**WORK TO DO**
Write out the items below again, substituting "would be ideal" for every occurrence of "would be perfect" and keeping everything else the same.

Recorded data
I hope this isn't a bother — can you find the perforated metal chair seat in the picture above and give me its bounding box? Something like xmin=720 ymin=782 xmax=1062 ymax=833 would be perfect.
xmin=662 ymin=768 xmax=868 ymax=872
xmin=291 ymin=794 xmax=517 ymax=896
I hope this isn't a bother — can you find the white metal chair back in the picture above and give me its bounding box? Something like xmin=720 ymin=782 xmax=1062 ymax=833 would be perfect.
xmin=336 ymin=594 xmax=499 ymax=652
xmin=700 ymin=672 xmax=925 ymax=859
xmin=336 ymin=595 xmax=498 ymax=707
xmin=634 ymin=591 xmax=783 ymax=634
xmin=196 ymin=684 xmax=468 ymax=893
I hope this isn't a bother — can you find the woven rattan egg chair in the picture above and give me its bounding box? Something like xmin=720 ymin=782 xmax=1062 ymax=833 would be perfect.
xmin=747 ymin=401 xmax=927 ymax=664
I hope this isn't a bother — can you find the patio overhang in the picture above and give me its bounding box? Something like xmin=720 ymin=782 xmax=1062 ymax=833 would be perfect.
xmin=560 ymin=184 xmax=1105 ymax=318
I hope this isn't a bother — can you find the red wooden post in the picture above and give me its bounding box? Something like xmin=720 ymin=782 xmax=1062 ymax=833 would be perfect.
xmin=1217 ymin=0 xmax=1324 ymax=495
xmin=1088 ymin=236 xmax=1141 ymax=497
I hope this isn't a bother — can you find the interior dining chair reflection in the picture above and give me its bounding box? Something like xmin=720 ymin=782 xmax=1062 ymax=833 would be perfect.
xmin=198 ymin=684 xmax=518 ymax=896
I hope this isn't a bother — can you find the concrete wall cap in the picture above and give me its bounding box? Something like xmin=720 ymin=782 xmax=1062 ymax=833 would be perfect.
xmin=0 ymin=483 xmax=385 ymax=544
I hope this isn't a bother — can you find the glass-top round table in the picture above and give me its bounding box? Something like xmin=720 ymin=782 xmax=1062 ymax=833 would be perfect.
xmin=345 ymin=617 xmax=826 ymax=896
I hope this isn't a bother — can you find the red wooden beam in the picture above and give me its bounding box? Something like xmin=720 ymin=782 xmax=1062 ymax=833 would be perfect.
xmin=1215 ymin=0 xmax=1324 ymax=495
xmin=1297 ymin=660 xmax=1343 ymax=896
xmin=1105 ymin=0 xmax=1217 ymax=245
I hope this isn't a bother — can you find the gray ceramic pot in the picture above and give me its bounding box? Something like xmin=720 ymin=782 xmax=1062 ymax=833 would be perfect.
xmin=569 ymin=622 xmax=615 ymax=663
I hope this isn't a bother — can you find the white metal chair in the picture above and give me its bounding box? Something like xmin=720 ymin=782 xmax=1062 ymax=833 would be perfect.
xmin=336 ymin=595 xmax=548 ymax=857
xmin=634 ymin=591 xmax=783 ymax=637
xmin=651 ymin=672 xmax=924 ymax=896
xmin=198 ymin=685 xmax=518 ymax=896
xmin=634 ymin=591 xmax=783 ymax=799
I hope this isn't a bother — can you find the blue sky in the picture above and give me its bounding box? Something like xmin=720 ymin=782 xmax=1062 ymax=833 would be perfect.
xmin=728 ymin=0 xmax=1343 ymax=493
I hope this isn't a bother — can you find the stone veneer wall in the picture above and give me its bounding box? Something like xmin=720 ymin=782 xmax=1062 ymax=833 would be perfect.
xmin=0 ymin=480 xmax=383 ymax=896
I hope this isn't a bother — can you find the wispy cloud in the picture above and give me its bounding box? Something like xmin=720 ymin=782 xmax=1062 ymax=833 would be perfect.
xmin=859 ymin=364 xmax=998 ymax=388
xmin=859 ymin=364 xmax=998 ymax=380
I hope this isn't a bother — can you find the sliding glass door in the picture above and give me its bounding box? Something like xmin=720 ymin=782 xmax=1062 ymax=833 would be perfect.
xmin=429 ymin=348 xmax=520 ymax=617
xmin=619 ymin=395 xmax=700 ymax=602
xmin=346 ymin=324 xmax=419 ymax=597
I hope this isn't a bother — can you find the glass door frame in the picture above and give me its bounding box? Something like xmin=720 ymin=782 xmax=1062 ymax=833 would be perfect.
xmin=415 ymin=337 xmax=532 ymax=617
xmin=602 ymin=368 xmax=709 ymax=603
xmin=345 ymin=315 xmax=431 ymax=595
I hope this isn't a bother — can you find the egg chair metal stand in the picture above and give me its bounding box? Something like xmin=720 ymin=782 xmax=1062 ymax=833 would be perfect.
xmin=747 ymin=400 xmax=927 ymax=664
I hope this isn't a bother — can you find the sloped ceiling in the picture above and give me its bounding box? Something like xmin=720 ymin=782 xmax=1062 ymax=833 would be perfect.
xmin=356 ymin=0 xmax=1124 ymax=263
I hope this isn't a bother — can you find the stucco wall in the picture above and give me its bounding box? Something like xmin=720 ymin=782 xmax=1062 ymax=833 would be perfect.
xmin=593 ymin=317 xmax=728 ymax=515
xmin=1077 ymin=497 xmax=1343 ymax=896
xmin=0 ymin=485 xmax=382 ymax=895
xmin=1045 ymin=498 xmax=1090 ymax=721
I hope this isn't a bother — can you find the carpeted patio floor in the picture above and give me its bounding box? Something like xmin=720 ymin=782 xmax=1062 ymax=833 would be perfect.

**SOLUTION TO THIS EXERCISE**
I hope this isn't a bother — can you find the perforated metal chair seat in the picture above and give me its bounding box? Something like xmin=720 ymin=782 xmax=1062 ymax=833 would be ideal.
xmin=662 ymin=768 xmax=868 ymax=872
xmin=291 ymin=794 xmax=517 ymax=896
I hope this isn't a bother — can you find the white metal chair back in the picture above and give me its bounding box? Something like xmin=720 ymin=782 xmax=1062 ymax=833 would be ideal.
xmin=336 ymin=594 xmax=499 ymax=652
xmin=700 ymin=672 xmax=925 ymax=859
xmin=336 ymin=595 xmax=498 ymax=707
xmin=634 ymin=591 xmax=783 ymax=634
xmin=196 ymin=684 xmax=468 ymax=893
I hope this isn't a bother — can you find the woven rattan egg chair in the picture above and give me its bounding box? Something like xmin=720 ymin=782 xmax=1062 ymax=833 would be ideal.
xmin=747 ymin=401 xmax=927 ymax=664
I hope this isn't a bother — can you find the patio overhang in the picture above and give me its bounding box? Something like xmin=720 ymin=782 xmax=1062 ymax=833 would be ideal.
xmin=560 ymin=184 xmax=1105 ymax=318
I hope this isn't a bother — can you find the red wooden post in the picture above and give me its bounding box? Something like xmin=720 ymin=782 xmax=1062 ymax=833 would be ideal.
xmin=1217 ymin=0 xmax=1324 ymax=495
xmin=1088 ymin=236 xmax=1141 ymax=497
I hope this isn't a bother — can you find the interior dining chair reflection in the picture above and give me its bounding box? Something like xmin=720 ymin=782 xmax=1062 ymax=833 would be ideal.
xmin=198 ymin=684 xmax=518 ymax=896
I hope this isn't a bother — can you find the concrete wall cap in the picture above and give me its bounding box? Something like xmin=720 ymin=782 xmax=1062 ymax=833 would be ideal.
xmin=0 ymin=483 xmax=385 ymax=544
I hope this isn't a bother — can you find the glass-top round table in the picture above and give me its bounding box? Something like xmin=720 ymin=782 xmax=1062 ymax=833 would be ideal.
xmin=345 ymin=617 xmax=826 ymax=896
I hope this isn't a bother — can you find the red wooden beam in the picture above and give me its bounding box? Something like xmin=720 ymin=782 xmax=1062 ymax=833 would be ideal.
xmin=1215 ymin=0 xmax=1324 ymax=495
xmin=1297 ymin=660 xmax=1343 ymax=896
xmin=1105 ymin=0 xmax=1217 ymax=245
I hope this isn't a bother — can you find the gray ceramic pot in the picture above and give me its bounding box? Something like xmin=720 ymin=782 xmax=1062 ymax=833 would be ideal.
xmin=569 ymin=622 xmax=615 ymax=663
I hope this isn't a bother — can you find the white metal chair in the picture above and give me its bounding box? Something like xmin=720 ymin=782 xmax=1062 ymax=833 would be ideal.
xmin=336 ymin=595 xmax=548 ymax=857
xmin=634 ymin=591 xmax=783 ymax=637
xmin=651 ymin=672 xmax=924 ymax=896
xmin=198 ymin=685 xmax=518 ymax=896
xmin=634 ymin=591 xmax=783 ymax=799
I hope this isn't a bother — can you find the blue sky in the picture above and give me its bounding box? Something like xmin=720 ymin=782 xmax=1062 ymax=833 would be ideal.
xmin=728 ymin=0 xmax=1343 ymax=493
I hope this isn't a bother — can you find the stone veneer wall in the picture above and give me its bounding box? Something like xmin=720 ymin=782 xmax=1062 ymax=833 would be ideal.
xmin=0 ymin=480 xmax=383 ymax=896
I hope this isn't a bother — can you find the wispy cloud in the picture above and give me its bounding box? Something like xmin=720 ymin=782 xmax=1062 ymax=833 would be ideal.
xmin=859 ymin=364 xmax=998 ymax=388
xmin=859 ymin=364 xmax=998 ymax=380
I hope this isn't a bother — can you find the sliding glass door in the picture above and give me its bounding box? Something like xmin=720 ymin=782 xmax=1062 ymax=833 would be ideal.
xmin=429 ymin=348 xmax=520 ymax=617
xmin=619 ymin=395 xmax=700 ymax=602
xmin=346 ymin=324 xmax=419 ymax=597
I hope this isn't a bother — can you find the glass door frame in the picture above and give me its bounding box? Something like xmin=720 ymin=782 xmax=1062 ymax=833 would be ideal.
xmin=415 ymin=337 xmax=532 ymax=617
xmin=602 ymin=368 xmax=709 ymax=603
xmin=345 ymin=315 xmax=431 ymax=595
I hope this isn't a bother — can you find the egg chair metal stand in the picture above and give me its bounding box? Something like xmin=720 ymin=782 xmax=1062 ymax=833 would be ideal.
xmin=747 ymin=400 xmax=927 ymax=664
I hope this isn't a bother — can you find the sloped ceiling in the picture above and give me its bounding box? Something like xmin=720 ymin=782 xmax=1062 ymax=833 would be ideal.
xmin=356 ymin=0 xmax=1124 ymax=263
I hope this isn't a bother — can you find the stucco wall in the picture above and give me its bounding box? Something like xmin=720 ymin=782 xmax=1062 ymax=833 would be ideal.
xmin=593 ymin=317 xmax=728 ymax=515
xmin=1077 ymin=497 xmax=1343 ymax=896
xmin=0 ymin=485 xmax=382 ymax=895
xmin=1045 ymin=498 xmax=1090 ymax=721
I hope this isn't a bother — can you find the carpeted patio floor in the picture above and give me its bounding box? Something like xmin=720 ymin=782 xmax=1062 ymax=833 would be ideal.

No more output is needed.